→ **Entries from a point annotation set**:

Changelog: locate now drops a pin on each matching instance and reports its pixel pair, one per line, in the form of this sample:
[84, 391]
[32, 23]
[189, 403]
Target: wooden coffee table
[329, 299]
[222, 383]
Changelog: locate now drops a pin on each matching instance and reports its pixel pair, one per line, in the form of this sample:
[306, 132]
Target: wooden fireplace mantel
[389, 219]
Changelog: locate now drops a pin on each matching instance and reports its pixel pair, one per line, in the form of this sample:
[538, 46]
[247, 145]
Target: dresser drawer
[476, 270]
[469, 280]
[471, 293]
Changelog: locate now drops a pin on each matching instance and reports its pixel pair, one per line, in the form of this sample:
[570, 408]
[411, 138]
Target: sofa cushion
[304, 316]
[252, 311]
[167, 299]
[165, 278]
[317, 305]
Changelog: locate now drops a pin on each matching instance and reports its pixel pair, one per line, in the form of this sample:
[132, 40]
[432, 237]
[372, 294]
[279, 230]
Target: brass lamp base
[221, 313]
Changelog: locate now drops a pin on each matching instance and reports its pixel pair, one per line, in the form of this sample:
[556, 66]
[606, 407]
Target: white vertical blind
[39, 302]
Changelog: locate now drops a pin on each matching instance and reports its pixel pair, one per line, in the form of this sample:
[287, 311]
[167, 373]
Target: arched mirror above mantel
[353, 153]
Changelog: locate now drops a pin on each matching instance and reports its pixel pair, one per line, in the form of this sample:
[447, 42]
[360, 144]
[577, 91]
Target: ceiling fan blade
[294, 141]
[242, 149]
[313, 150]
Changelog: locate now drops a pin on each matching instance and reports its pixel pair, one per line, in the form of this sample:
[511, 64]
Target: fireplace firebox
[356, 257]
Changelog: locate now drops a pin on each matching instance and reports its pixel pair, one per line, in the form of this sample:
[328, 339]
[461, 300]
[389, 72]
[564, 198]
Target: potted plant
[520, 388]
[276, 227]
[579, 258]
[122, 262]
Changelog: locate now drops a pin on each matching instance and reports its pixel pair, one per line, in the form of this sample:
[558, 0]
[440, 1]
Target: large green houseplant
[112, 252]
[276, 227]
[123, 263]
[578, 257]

→ **Request**:
Each line of the material above must be retyped precisely.

→ **Output of the task**:
Changelog: locate now drops a pin on each matching instance and reports its pixel pair, one per line, in the form of this sample:
[84, 391]
[32, 23]
[189, 403]
Target: wooden coffee table
[329, 299]
[222, 383]
Changelog: locate now drops a pin on each matching instance and reports its pixel pair, one per line, in the form of this sample:
[306, 132]
Target: wooden fireplace mantel
[389, 219]
Changelog: locate now drops a pin on each matching instance and reports its pixel pair, one per line, in the form of this sample:
[538, 46]
[247, 145]
Target: dresser drawer
[476, 270]
[469, 280]
[471, 293]
Changelog: locate now drops a pin on each matching instance and reports its pixel pair, one per line, in the form of this sample:
[570, 408]
[411, 138]
Target: sofa cushion
[304, 316]
[252, 311]
[167, 299]
[165, 278]
[317, 305]
Changelog: locate now drops a pin on each matching instance and reports its pixel pair, one per line, in the form of this sample:
[132, 40]
[432, 237]
[372, 294]
[279, 230]
Target: brass lamp base
[221, 313]
Changelog: locate now drops a pin on each matching instance and reports its pixel pair, one per line, in the form of this sample:
[556, 66]
[606, 407]
Target: white vertical blind
[39, 302]
Changelog: locate now drops a pin on each matching instance and reports its pixel pair, one per line, in the form of this sample:
[287, 311]
[167, 373]
Target: arched mirror above mantel
[353, 153]
Changelog: locate now drops a pin on each matching instance and reports its pixel pair, one per line, in the form of this sample:
[447, 42]
[360, 144]
[577, 91]
Target: ceiling fan blade
[294, 141]
[242, 149]
[313, 150]
Changelog: locate now drops a pin on each matching instance and reports its pixel pair, one per line, in the form of this sample:
[511, 64]
Target: fireplace firebox
[356, 257]
Changelog: locate now drops a pin on each matching instance and reports its pixel pair, one per line, in the form of this sample:
[328, 339]
[461, 300]
[389, 72]
[564, 198]
Target: potted plant
[520, 388]
[276, 227]
[579, 258]
[122, 262]
Changelog: locate now drops a pin on each matching instance and reports its pixel pair, one per line, in the form of this sample:
[558, 0]
[440, 1]
Target: large green houseplant
[112, 252]
[276, 227]
[123, 263]
[578, 257]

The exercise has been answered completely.